### PROBLEM DESCRIPTION:
Return only the lines starting at the line that contains "Target: blue coiled air hose" and ending with the final line of the listing; include both endpoints.

....

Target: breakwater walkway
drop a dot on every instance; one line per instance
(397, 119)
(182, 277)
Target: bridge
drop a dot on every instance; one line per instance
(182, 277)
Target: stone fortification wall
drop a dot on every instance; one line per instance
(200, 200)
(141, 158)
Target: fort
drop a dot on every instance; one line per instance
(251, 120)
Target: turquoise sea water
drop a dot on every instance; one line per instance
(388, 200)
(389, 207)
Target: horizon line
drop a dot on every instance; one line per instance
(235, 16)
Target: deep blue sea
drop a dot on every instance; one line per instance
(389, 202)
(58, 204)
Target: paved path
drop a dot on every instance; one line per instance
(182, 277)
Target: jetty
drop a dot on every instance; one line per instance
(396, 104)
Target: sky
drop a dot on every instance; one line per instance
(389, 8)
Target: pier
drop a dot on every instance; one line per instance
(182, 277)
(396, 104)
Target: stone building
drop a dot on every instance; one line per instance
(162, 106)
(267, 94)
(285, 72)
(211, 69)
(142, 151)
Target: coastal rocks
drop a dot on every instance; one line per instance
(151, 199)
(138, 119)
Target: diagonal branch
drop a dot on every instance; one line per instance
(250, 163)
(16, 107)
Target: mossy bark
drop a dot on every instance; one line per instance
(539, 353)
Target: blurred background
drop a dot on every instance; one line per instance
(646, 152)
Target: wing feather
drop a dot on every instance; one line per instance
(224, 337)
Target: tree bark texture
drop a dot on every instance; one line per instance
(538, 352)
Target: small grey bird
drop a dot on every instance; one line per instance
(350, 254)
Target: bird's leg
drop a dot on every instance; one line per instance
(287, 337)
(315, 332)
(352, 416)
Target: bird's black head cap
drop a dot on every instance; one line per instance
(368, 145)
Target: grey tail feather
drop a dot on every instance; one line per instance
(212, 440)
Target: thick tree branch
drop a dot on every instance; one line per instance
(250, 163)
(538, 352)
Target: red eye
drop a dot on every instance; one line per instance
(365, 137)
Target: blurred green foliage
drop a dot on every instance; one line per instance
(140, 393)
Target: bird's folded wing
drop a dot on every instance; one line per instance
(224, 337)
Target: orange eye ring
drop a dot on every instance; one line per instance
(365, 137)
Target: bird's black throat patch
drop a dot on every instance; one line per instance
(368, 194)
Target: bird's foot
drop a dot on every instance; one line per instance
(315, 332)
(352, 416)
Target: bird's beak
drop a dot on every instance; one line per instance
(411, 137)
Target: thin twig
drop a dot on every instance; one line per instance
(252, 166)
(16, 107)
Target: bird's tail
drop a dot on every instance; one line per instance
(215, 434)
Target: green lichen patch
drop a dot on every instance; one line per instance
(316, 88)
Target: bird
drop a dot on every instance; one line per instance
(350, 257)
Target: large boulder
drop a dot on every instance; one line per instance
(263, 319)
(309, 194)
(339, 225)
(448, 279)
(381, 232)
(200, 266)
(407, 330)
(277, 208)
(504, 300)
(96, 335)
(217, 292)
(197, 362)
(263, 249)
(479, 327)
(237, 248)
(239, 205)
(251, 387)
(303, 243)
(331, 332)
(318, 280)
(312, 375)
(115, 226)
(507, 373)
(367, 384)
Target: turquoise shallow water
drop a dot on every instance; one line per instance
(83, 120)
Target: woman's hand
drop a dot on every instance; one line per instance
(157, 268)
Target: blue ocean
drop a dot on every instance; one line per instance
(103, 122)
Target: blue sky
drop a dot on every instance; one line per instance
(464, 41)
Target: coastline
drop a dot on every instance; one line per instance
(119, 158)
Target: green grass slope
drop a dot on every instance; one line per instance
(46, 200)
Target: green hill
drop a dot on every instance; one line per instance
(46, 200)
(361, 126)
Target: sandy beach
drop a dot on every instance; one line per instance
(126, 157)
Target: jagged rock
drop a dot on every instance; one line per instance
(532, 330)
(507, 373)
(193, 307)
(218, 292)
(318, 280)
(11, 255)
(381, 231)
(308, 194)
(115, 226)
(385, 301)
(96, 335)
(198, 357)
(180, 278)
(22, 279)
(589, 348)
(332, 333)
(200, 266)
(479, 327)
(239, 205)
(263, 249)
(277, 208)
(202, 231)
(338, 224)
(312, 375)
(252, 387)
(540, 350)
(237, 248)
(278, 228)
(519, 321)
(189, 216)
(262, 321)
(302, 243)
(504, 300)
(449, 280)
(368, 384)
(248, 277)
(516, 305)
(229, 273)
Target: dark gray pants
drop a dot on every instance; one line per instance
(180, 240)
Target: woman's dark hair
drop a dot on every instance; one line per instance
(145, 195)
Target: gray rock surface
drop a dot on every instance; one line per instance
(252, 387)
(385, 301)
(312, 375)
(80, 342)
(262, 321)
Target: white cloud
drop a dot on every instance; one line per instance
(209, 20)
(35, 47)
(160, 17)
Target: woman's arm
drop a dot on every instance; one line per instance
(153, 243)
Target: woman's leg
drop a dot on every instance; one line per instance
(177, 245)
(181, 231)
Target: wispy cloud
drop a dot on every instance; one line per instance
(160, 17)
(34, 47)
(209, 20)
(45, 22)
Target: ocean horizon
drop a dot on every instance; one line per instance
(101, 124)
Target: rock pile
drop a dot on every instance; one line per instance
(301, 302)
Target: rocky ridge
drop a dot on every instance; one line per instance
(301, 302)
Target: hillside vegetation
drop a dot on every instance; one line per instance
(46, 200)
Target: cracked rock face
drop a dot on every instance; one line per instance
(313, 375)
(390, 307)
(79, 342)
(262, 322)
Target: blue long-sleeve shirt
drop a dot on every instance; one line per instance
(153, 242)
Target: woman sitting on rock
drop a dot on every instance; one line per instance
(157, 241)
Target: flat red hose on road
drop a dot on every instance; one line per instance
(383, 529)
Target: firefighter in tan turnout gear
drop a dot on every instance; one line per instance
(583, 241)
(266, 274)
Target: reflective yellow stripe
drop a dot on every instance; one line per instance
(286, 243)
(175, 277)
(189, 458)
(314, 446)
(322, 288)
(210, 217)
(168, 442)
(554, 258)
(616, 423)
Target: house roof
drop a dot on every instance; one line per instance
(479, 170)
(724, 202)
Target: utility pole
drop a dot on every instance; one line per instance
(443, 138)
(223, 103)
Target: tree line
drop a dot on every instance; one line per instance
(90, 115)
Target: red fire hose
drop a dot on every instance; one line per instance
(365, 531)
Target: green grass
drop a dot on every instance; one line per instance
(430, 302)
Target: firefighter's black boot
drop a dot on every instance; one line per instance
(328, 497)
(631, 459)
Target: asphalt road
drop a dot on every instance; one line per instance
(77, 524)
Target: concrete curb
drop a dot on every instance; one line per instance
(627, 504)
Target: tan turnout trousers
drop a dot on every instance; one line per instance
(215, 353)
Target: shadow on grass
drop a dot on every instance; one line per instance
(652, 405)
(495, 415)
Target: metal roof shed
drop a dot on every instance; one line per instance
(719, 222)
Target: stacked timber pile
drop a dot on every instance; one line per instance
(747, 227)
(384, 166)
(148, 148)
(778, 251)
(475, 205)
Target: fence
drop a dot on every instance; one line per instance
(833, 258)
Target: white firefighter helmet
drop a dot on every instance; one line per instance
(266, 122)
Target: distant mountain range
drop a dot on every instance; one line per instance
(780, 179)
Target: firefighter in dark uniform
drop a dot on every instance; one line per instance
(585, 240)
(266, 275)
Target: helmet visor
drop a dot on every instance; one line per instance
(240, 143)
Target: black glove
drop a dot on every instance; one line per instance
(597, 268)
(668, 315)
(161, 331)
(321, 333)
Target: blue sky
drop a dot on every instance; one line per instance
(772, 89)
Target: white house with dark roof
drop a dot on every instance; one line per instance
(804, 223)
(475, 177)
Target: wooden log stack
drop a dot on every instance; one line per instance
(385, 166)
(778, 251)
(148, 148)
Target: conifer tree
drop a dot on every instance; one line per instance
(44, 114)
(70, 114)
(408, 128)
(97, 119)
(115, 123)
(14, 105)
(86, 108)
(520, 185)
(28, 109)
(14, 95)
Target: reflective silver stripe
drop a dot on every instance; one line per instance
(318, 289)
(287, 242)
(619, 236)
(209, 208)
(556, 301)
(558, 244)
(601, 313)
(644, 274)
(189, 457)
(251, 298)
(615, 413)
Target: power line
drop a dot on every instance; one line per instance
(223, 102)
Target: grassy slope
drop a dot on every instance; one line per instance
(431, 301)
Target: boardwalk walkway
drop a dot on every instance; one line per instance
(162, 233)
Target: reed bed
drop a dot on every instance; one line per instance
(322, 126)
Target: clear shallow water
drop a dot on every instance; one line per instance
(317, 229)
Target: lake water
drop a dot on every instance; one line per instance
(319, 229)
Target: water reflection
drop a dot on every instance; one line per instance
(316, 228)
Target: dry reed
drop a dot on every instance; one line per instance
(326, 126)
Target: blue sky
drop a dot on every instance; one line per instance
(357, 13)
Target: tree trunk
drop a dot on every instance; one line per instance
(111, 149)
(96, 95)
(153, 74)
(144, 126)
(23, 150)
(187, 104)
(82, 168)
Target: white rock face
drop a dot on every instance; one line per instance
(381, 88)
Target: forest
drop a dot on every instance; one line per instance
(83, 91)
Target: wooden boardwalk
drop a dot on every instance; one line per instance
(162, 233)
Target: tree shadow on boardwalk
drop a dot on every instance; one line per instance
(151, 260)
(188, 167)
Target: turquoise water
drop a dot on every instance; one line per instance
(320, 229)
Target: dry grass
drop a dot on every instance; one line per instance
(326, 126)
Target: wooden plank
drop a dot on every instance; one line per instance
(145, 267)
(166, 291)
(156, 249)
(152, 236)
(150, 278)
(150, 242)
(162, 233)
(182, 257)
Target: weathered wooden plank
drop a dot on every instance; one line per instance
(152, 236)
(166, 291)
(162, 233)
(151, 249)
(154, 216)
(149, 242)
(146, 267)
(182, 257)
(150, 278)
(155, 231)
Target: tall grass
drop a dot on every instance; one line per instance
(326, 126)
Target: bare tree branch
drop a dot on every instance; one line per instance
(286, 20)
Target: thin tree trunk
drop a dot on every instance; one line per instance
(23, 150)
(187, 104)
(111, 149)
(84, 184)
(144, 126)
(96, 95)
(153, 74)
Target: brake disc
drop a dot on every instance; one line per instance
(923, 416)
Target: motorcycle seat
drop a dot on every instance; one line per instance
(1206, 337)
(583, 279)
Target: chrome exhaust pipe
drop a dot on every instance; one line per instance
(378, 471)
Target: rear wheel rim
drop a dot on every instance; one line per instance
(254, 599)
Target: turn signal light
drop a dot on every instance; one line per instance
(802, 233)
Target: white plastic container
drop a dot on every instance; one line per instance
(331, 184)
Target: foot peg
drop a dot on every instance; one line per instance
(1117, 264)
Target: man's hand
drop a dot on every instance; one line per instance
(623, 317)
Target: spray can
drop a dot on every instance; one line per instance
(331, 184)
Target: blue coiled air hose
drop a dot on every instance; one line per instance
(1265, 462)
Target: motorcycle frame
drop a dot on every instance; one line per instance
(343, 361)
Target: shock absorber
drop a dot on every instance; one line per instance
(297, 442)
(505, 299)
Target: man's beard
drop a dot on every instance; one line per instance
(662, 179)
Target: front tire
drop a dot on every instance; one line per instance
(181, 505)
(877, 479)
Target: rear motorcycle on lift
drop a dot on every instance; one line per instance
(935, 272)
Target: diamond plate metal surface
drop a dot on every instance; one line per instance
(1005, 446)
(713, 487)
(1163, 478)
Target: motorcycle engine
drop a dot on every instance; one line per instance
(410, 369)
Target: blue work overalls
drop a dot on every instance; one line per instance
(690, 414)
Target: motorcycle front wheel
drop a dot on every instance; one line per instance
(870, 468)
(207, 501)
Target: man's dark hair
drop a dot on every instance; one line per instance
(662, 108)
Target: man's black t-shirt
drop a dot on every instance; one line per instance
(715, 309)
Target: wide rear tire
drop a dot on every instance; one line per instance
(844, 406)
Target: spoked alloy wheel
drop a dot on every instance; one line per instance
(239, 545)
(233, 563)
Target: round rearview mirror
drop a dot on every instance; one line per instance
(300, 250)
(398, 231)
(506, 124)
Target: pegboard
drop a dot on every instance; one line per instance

....

### RESPONSE:
Target: blue coiled air hose
drop a dot on every instance; one line per instance
(1265, 462)
Target: motorcycle frame
drop a dot on every instance; one line per instance
(343, 361)
Target: shock absorber
drop a dot on every instance; one line per instance
(297, 442)
(505, 299)
Target: man's beard
drop a dot on every instance; one line per instance
(662, 179)
Target: front tire
drop a dot on every instance; one line per instance
(181, 505)
(877, 479)
Target: rear motorcycle on lift
drop a dot on every instance; one line per instance
(935, 272)
Target: diamond plate metal surface
drop a dot on every instance; one line per instance
(1005, 446)
(713, 487)
(1163, 478)
Target: motorcycle engine
drop a dot on every instance; one line per instance
(410, 369)
Target: blue work overalls
drop a dot on every instance; one line per instance
(690, 414)
Target: motorcycle front wheel
drop a dot on every instance; one line per instance
(870, 468)
(207, 501)
Target: man's dark hair
drop a dot on every instance; one line per instance
(662, 108)
Target: man's black t-shirt
drop a dot on every instance; one line per instance
(715, 309)
Target: wide rear tire
drop a dot on every instance; one line per instance
(844, 406)
Target: spoked alloy wheel
drop a dot on every instance; one line per instance
(239, 545)
(233, 563)
Target: round rearview mirror
drop a dot on every instance; one line per instance
(300, 250)
(398, 231)
(506, 124)
Target: pegboard
drop a dot on every instance; one line per instance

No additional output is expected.